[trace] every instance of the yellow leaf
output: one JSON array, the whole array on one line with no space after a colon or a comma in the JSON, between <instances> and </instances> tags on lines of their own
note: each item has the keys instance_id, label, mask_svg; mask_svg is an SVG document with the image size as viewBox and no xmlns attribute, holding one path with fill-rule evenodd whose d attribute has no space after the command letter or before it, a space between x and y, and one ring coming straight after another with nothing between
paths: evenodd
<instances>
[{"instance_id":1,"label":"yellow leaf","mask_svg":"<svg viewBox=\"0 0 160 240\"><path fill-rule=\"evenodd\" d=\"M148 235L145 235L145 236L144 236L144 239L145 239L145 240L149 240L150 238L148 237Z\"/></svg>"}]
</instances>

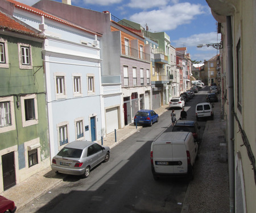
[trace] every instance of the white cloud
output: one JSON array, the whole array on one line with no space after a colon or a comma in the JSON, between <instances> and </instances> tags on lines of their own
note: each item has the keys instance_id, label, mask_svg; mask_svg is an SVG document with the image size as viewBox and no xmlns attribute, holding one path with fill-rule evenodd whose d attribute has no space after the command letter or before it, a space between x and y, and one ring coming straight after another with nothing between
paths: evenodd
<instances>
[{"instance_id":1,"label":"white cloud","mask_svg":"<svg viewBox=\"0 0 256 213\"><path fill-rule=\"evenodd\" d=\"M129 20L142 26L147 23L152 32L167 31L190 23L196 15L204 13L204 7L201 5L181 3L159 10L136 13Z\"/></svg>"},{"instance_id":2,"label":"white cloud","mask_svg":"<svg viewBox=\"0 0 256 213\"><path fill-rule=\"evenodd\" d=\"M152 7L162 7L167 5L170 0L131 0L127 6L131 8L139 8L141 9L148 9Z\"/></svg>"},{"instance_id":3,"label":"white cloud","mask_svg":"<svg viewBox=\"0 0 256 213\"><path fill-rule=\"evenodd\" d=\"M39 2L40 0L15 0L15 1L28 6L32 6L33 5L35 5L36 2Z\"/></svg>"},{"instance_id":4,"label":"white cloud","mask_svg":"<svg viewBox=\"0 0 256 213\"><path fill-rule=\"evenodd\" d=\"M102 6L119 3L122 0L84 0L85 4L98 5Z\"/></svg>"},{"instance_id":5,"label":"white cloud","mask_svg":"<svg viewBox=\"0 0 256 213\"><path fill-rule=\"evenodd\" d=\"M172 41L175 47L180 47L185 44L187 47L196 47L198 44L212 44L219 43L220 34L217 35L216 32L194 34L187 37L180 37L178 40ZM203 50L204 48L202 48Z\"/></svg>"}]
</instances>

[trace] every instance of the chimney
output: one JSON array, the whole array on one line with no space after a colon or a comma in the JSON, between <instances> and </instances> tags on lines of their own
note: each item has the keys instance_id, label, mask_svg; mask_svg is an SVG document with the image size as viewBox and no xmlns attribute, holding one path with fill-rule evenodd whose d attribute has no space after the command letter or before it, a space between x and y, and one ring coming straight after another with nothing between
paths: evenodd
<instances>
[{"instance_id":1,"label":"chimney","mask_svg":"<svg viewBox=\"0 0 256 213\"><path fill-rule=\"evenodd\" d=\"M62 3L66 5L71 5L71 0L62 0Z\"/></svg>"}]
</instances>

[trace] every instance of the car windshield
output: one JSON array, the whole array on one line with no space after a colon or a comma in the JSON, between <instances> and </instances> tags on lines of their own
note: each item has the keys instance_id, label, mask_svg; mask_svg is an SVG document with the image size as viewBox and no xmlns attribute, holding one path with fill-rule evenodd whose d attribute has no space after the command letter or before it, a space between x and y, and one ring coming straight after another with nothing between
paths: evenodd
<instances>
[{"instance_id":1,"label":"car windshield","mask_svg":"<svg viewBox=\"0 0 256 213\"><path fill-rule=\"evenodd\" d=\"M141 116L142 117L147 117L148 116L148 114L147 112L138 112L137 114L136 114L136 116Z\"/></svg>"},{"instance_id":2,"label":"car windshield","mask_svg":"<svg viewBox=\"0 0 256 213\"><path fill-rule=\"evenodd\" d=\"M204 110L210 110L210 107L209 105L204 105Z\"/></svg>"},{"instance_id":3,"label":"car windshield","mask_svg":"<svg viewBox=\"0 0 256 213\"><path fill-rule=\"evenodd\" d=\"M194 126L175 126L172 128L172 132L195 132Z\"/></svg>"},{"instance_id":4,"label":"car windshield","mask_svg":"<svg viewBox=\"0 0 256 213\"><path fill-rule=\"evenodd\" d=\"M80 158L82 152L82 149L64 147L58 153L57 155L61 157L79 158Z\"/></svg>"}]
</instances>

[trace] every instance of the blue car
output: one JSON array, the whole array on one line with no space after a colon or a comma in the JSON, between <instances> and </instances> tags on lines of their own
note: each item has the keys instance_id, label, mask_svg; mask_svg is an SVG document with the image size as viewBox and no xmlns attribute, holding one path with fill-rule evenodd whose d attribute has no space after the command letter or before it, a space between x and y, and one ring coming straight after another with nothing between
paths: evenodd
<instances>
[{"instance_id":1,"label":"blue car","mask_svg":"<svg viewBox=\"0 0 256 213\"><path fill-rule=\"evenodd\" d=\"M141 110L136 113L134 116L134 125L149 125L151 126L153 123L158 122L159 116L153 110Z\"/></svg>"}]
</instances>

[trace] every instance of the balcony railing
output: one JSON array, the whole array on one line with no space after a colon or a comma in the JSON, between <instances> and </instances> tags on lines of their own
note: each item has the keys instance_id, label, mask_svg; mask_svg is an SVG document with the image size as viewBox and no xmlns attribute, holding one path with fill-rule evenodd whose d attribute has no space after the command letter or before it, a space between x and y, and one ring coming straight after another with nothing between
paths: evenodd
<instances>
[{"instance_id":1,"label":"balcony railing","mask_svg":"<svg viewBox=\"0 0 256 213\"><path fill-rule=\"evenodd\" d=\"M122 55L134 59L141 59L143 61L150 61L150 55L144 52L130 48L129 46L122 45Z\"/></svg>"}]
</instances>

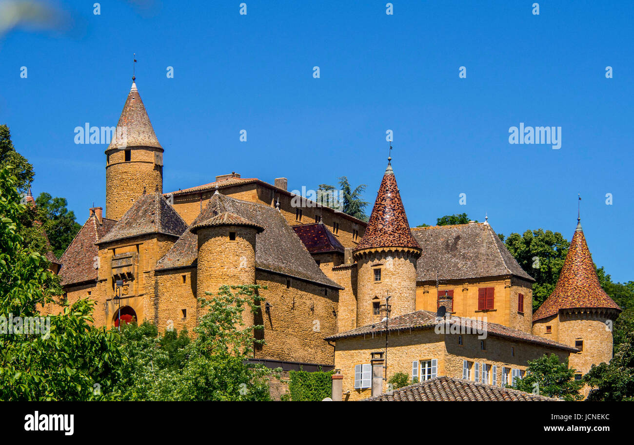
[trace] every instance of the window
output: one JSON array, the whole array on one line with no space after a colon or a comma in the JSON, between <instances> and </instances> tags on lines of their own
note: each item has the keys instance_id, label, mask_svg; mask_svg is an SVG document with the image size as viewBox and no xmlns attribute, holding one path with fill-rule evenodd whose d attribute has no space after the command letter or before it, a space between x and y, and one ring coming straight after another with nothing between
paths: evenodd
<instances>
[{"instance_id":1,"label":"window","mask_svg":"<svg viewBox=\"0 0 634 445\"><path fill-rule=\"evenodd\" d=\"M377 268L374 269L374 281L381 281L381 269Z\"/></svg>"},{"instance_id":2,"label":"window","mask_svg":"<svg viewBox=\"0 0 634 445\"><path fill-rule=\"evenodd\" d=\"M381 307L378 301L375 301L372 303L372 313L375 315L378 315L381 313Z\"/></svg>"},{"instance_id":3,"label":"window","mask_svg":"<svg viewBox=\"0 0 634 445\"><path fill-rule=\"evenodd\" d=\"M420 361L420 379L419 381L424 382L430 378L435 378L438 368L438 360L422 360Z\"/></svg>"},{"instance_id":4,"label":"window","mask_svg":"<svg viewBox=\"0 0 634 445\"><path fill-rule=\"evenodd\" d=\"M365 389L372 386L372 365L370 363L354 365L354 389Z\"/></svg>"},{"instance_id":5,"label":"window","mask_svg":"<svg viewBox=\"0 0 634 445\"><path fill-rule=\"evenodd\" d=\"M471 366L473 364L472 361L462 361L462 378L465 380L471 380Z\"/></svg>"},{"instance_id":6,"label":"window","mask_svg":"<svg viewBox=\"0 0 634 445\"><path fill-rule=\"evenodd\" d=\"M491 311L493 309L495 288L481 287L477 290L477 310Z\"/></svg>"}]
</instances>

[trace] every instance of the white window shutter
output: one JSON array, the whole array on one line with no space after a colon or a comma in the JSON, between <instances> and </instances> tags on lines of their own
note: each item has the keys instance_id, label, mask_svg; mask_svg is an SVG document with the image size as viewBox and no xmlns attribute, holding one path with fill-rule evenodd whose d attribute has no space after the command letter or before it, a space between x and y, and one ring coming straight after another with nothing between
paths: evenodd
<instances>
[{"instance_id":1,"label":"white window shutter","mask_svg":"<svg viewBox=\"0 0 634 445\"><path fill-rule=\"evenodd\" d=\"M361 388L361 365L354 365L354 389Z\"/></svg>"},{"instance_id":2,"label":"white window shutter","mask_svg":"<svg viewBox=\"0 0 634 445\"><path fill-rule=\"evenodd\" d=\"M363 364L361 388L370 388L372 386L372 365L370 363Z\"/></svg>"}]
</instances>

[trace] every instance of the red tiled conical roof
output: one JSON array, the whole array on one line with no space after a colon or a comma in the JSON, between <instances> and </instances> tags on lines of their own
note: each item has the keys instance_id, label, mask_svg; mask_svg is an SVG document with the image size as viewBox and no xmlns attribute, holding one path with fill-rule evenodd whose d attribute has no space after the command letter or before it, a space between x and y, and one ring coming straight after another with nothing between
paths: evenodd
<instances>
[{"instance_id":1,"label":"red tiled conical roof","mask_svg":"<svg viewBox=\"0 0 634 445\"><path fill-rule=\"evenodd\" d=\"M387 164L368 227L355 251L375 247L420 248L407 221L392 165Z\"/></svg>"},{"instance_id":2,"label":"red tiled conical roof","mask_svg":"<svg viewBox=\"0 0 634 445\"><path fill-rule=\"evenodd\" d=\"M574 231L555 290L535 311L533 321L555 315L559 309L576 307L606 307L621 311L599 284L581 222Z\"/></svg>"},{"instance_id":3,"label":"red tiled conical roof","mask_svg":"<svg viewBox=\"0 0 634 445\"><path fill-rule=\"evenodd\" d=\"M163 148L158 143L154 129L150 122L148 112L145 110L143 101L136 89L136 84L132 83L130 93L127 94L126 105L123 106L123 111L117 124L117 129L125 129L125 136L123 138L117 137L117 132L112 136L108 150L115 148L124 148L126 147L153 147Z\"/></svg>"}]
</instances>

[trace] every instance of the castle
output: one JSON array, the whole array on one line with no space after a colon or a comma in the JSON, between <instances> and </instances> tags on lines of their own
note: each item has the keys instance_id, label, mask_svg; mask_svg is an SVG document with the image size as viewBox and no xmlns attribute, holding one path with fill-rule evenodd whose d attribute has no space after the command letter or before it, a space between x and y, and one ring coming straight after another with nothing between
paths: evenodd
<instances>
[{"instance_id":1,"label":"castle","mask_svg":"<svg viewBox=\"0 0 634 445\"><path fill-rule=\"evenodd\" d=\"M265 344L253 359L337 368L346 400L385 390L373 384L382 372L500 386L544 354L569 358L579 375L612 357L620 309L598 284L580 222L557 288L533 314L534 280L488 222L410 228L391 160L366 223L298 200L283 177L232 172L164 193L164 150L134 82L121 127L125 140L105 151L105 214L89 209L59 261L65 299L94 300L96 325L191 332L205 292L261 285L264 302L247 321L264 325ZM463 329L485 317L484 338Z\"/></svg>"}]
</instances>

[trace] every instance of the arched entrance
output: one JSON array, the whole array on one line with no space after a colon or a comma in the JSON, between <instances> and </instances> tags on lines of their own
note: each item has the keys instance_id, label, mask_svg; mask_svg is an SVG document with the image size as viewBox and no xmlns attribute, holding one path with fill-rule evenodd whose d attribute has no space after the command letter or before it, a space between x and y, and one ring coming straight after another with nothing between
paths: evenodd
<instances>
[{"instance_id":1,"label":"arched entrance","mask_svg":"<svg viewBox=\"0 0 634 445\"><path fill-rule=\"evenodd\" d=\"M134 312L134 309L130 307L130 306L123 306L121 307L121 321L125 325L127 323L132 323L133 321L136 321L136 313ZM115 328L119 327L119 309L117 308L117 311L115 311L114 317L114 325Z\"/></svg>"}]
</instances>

=======

# PEDIDO RECEBIDO:
Informe, copiando por inteiro, cada linha dos registros acima que contém a palavra "chimney". Maiúsculas e minúsculas contam.

# TAREFA CONCLUÍDA:
[trace] every instance of the chimney
[{"instance_id":1,"label":"chimney","mask_svg":"<svg viewBox=\"0 0 256 213\"><path fill-rule=\"evenodd\" d=\"M62 3L66 5L71 5L71 0L62 0Z\"/></svg>"}]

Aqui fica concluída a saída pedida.